(begin)

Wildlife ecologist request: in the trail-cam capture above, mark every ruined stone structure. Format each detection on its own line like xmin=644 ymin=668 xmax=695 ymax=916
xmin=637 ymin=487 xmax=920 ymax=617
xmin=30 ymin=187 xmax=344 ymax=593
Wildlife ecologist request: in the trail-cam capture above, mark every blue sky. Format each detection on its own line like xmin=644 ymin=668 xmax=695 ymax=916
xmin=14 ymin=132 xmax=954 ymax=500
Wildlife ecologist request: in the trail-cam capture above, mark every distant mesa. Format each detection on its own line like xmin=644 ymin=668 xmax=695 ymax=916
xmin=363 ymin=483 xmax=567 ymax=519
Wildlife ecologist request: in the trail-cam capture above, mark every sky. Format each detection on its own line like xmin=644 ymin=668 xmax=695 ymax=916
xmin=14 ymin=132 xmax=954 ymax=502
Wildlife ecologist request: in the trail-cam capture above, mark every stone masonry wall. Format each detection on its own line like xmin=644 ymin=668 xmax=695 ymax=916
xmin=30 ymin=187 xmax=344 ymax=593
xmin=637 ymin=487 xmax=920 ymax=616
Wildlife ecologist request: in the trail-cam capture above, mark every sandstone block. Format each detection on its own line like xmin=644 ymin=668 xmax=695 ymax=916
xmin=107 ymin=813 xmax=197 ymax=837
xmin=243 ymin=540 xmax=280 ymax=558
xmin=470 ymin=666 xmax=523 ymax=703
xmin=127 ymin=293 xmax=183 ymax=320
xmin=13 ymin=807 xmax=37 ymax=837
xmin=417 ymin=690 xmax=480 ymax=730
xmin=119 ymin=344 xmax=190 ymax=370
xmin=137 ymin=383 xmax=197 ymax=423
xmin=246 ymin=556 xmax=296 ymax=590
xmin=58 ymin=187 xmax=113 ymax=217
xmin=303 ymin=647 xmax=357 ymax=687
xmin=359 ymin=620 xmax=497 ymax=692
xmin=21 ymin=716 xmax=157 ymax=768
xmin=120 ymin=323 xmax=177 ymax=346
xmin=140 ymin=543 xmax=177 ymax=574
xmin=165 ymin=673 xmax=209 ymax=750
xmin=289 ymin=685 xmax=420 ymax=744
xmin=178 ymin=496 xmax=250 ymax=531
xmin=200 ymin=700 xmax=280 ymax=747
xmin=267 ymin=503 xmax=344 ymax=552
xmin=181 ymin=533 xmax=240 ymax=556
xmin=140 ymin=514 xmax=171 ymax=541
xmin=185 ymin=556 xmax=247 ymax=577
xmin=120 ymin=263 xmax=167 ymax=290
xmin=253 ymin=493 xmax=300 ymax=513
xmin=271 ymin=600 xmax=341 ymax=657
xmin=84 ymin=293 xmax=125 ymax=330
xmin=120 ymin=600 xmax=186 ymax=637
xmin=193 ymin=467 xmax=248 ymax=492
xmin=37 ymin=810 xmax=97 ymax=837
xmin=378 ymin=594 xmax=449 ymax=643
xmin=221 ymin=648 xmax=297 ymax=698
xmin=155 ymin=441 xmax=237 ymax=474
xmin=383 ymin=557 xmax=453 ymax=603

(end)

REQUIRED WORK — Reproduce, unchanged and line by line, everything from the start of the rows down to the line containing "xmin=637 ymin=487 xmax=920 ymax=616", with both ends included.

RESPONSE —
Wildlife ecologist request: in the trail-cam capture above, mark every ruined stone structure. Format each detection on its own line like xmin=644 ymin=668 xmax=695 ymax=916
xmin=637 ymin=487 xmax=920 ymax=617
xmin=30 ymin=187 xmax=344 ymax=593
Wildlife ecologist request: in the trail-cam capture above, mark every blue sky. Format each detection on its own line like xmin=644 ymin=668 xmax=695 ymax=916
xmin=14 ymin=132 xmax=954 ymax=500
Wildlife ecologist request: in the trail-cam capture above, mark every distant mesa. Format each detection on its own line like xmin=644 ymin=668 xmax=695 ymax=916
xmin=363 ymin=483 xmax=567 ymax=519
Wildlife ecologist request: in the trail-cam capture above, mark every sky. Format each detection on its own line like xmin=644 ymin=668 xmax=695 ymax=916
xmin=14 ymin=132 xmax=954 ymax=502
Wildlife ecologist request: in the trail-cam capture above, mark every stone masonry wall. Format each detection on its own line like xmin=644 ymin=668 xmax=695 ymax=916
xmin=30 ymin=187 xmax=344 ymax=593
xmin=637 ymin=487 xmax=920 ymax=616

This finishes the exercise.